═════ Datos de la tarea ═════

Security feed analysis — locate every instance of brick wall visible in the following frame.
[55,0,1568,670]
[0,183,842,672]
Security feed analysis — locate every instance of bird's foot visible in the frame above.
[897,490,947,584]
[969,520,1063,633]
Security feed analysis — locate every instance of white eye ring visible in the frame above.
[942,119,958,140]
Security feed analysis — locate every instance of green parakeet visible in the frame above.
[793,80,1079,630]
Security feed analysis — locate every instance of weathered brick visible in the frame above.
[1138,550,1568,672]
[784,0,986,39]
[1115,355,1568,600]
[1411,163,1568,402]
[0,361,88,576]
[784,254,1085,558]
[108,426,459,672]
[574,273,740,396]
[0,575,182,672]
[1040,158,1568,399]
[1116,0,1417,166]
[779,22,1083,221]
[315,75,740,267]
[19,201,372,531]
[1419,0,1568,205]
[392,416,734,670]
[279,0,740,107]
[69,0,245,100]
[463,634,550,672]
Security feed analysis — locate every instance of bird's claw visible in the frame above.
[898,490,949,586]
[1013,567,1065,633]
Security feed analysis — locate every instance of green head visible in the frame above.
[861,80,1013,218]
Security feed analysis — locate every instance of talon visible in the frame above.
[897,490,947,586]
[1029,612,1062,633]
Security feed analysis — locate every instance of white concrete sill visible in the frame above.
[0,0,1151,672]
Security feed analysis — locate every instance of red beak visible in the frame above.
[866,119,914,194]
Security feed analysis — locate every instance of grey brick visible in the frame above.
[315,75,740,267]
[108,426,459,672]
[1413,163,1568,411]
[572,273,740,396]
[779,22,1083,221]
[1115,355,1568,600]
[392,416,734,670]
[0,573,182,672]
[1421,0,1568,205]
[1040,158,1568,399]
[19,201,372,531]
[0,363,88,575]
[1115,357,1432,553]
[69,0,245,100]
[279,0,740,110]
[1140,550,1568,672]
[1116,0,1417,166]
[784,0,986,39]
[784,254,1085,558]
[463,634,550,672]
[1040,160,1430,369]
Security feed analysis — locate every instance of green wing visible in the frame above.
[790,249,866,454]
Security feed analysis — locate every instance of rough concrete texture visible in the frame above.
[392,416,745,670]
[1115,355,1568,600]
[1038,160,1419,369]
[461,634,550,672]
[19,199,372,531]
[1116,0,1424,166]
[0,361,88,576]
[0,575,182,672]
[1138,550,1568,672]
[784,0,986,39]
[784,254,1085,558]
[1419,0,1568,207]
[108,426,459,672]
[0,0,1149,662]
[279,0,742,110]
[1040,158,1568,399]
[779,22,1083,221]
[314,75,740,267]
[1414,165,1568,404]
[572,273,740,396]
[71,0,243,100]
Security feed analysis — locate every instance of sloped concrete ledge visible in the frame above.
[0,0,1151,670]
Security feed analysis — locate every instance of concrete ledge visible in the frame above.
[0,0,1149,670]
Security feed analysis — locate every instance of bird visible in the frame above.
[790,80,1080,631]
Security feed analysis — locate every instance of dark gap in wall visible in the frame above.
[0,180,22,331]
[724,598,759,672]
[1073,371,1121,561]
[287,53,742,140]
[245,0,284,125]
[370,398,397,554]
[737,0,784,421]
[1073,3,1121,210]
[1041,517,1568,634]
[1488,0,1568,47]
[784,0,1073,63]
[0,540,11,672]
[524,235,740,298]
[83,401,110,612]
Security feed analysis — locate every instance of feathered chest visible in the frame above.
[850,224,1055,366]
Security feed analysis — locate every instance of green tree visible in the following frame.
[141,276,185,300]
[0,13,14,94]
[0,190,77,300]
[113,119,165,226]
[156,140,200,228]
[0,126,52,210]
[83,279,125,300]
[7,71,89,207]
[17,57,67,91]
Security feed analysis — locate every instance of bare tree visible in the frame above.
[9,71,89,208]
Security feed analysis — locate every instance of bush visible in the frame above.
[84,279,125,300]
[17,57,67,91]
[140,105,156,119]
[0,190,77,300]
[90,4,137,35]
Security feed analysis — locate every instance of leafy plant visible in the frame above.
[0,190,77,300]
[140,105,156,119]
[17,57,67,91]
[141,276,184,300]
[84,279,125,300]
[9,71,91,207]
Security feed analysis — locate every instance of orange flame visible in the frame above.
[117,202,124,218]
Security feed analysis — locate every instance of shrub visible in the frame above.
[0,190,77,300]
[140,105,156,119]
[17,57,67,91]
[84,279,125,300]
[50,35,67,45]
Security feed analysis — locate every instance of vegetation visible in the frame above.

═════

Organiza todas las líneas de los registros anteriores como una lista JSON de cadenas, con una cadena para cada línea. Omite las líneas en blanco.

[
  "Security feed analysis — locate every instance of brick wall visible in the following frame.",
  "[55,0,1568,670]",
  "[0,183,842,672]",
  "Security feed analysis — locate every instance of bird's foot visible in the frame above.",
  "[897,490,947,584]",
  "[969,520,1063,633]",
  "Security feed analysis — locate every instance of white eye ring visible in the frame above.",
  "[942,119,958,140]",
  "Security feed analysis — locate every instance of green parakeet visible in the frame above.",
  "[793,80,1079,630]",
  "Security feed analysis — locate every instance of weathered brick visible in the frame above.",
  "[1138,550,1568,672]",
  "[784,0,986,39]",
  "[1115,355,1568,600]",
  "[1411,163,1568,402]",
  "[0,361,88,576]",
  "[784,254,1085,558]",
  "[108,426,459,672]",
  "[574,273,740,396]",
  "[0,575,182,672]",
  "[1040,158,1568,399]",
  "[1116,0,1417,166]",
  "[779,22,1083,221]",
  "[315,75,740,267]",
  "[19,201,372,531]",
  "[1419,0,1568,205]",
  "[392,416,734,670]",
  "[279,0,740,107]",
  "[69,0,245,100]",
  "[463,634,550,672]",
  "Security feed analysis — locate every instance of bird's claw visible in the frame above.",
  "[898,490,949,586]",
  "[1013,567,1065,633]",
  "Security feed analysis — locate every instance of green head visible in the frame above.",
  "[861,80,1013,218]",
  "Security feed analysis — locate every instance of talon visible in the frame above.",
  "[897,490,947,586]",
  "[1029,612,1062,633]",
  "Security feed analysis — locate every instance of white concrete sill visible in the frame above.",
  "[0,0,1151,672]",
  "Security feed analysis — locate every instance of red beak visible in the frame above.",
  "[866,119,914,194]",
  "Security feed analysis — locate every instance of grey brick visible in the frame above.",
  "[315,75,740,267]",
  "[108,426,459,672]",
  "[1413,163,1568,411]",
  "[572,273,740,396]",
  "[779,22,1083,221]",
  "[1115,355,1568,600]",
  "[392,416,734,670]",
  "[0,573,182,672]",
  "[1421,0,1568,205]",
  "[1040,158,1568,399]",
  "[19,201,372,531]",
  "[0,363,88,575]",
  "[1115,357,1432,553]",
  "[69,0,245,100]",
  "[279,0,740,110]",
  "[1140,550,1568,672]",
  "[1116,0,1417,166]",
  "[784,0,986,39]",
  "[784,254,1085,558]",
  "[463,634,550,672]",
  "[1040,160,1430,369]",
  "Security feed analysis — locate every instance of green wing visible in the frame above.",
  "[790,249,866,454]",
  "Security feed analysis — locate every instance of rough concrete texture visible in the frame above.",
  "[392,416,745,670]",
  "[1115,355,1568,600]",
  "[1038,160,1419,369]",
  "[461,634,550,672]",
  "[19,199,372,531]",
  "[1116,0,1424,166]",
  "[0,361,88,576]",
  "[0,575,182,672]",
  "[1138,550,1568,672]",
  "[784,0,986,39]",
  "[784,254,1085,558]",
  "[1419,0,1568,207]",
  "[108,426,459,672]",
  "[0,0,1149,662]",
  "[279,0,742,110]",
  "[1040,158,1568,399]",
  "[779,22,1083,221]",
  "[314,75,740,267]",
  "[1414,165,1568,404]",
  "[572,273,740,396]",
  "[71,0,243,100]",
  "Security feed analysis — locate every instance of sloped concrete ledge visible in the frame above.",
  "[0,0,1151,670]",
  "Security feed analysis — locate every instance of concrete ledge visible in the frame above.",
  "[0,0,1149,670]",
  "Security feed analysis — locate every instance of bird visible in the frame above.",
  "[790,80,1080,631]",
  "Security feed analysis — locate every instance of dark gap in wall visible in the frame above.",
  "[0,180,22,331]",
  "[724,598,759,672]",
  "[1073,371,1121,561]",
  "[287,53,742,140]",
  "[245,0,284,125]",
  "[370,398,397,554]",
  "[737,0,784,421]",
  "[1073,3,1121,210]",
  "[1041,517,1568,634]",
  "[1488,0,1568,47]",
  "[784,0,1073,63]",
  "[0,540,11,672]",
  "[524,235,740,298]",
  "[83,401,110,612]",
  "Security feed analysis — locate every instance of feathered chest visible in the frame above.",
  "[850,224,1055,366]",
  "Security feed analysis — locate every instance of green tree visible in the following frame.",
  "[141,276,185,300]",
  "[0,13,14,94]",
  "[0,190,77,300]",
  "[113,119,165,226]",
  "[156,140,200,228]",
  "[0,126,52,210]",
  "[83,279,125,300]",
  "[7,71,89,207]",
  "[17,57,67,91]",
  "Security feed analysis — locate every instance of bare tree visible in the frame above.",
  "[9,71,89,208]",
  "Security feed analysis — locate every instance of bush visible in the frame above.",
  "[84,279,125,300]",
  "[17,57,67,91]",
  "[140,105,156,119]",
  "[0,190,77,300]",
  "[90,4,137,35]",
  "Security feed analysis — locate every instance of leafy plant visible in the frame above.",
  "[0,190,77,300]",
  "[140,105,156,119]",
  "[17,57,67,91]",
  "[141,276,184,300]",
  "[84,279,125,300]",
  "[9,71,91,207]",
  "Security feed analysis — locate every instance of orange flame visible in the frame above.",
  "[117,202,124,218]",
  "Security feed analysis — locate every instance of shrub visible in the frame above.",
  "[0,190,77,300]",
  "[140,105,156,119]",
  "[17,57,67,91]",
  "[84,279,125,300]",
  "[50,35,67,45]",
  "Security feed analysis — locate every instance of vegetation visible in the frame above."
]